** BEGIN **
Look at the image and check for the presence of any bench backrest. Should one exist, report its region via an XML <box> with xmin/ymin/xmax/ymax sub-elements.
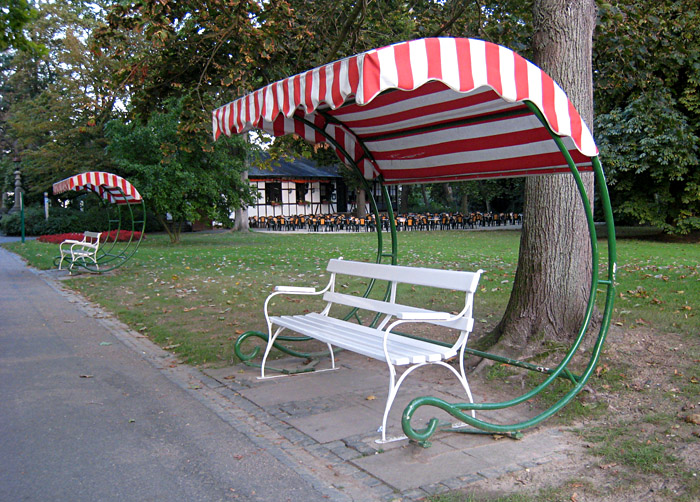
<box><xmin>83</xmin><ymin>232</ymin><xmax>102</xmax><ymax>243</ymax></box>
<box><xmin>327</xmin><ymin>259</ymin><xmax>481</xmax><ymax>293</ymax></box>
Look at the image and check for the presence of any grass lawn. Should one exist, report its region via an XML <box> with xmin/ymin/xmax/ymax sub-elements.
<box><xmin>6</xmin><ymin>231</ymin><xmax>700</xmax><ymax>365</ymax></box>
<box><xmin>5</xmin><ymin>231</ymin><xmax>700</xmax><ymax>502</ymax></box>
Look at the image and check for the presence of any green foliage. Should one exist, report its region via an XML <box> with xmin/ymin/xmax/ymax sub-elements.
** END **
TO DO.
Rescale the listing above by reproducing every line, the requests included, with each bounding-box coordinate in the answers multiplied by 0.7 and rounded to the nearest whole number, halves rounded up. Leave the picture out of your answer.

EXERCISE RESPONSE.
Look at the image and check for the presence of any bench backrest. Should one exist, report its region via an XML <box> with xmin/ymin/xmax/ymax sub-elements.
<box><xmin>58</xmin><ymin>162</ymin><xmax>71</xmax><ymax>170</ymax></box>
<box><xmin>229</xmin><ymin>181</ymin><xmax>337</xmax><ymax>205</ymax></box>
Look at the image and check for the presence of any grass lawn. Should one exist, report its region via an XML <box> with xmin/ymin/xmax/ymax sub-elements.
<box><xmin>4</xmin><ymin>162</ymin><xmax>490</xmax><ymax>256</ymax></box>
<box><xmin>4</xmin><ymin>162</ymin><xmax>490</xmax><ymax>351</ymax></box>
Look at the image and check for the presence of any green foliage. Should one exist, report its region via an XML <box> with xmin/ymin/xmax/ymax sub-elements.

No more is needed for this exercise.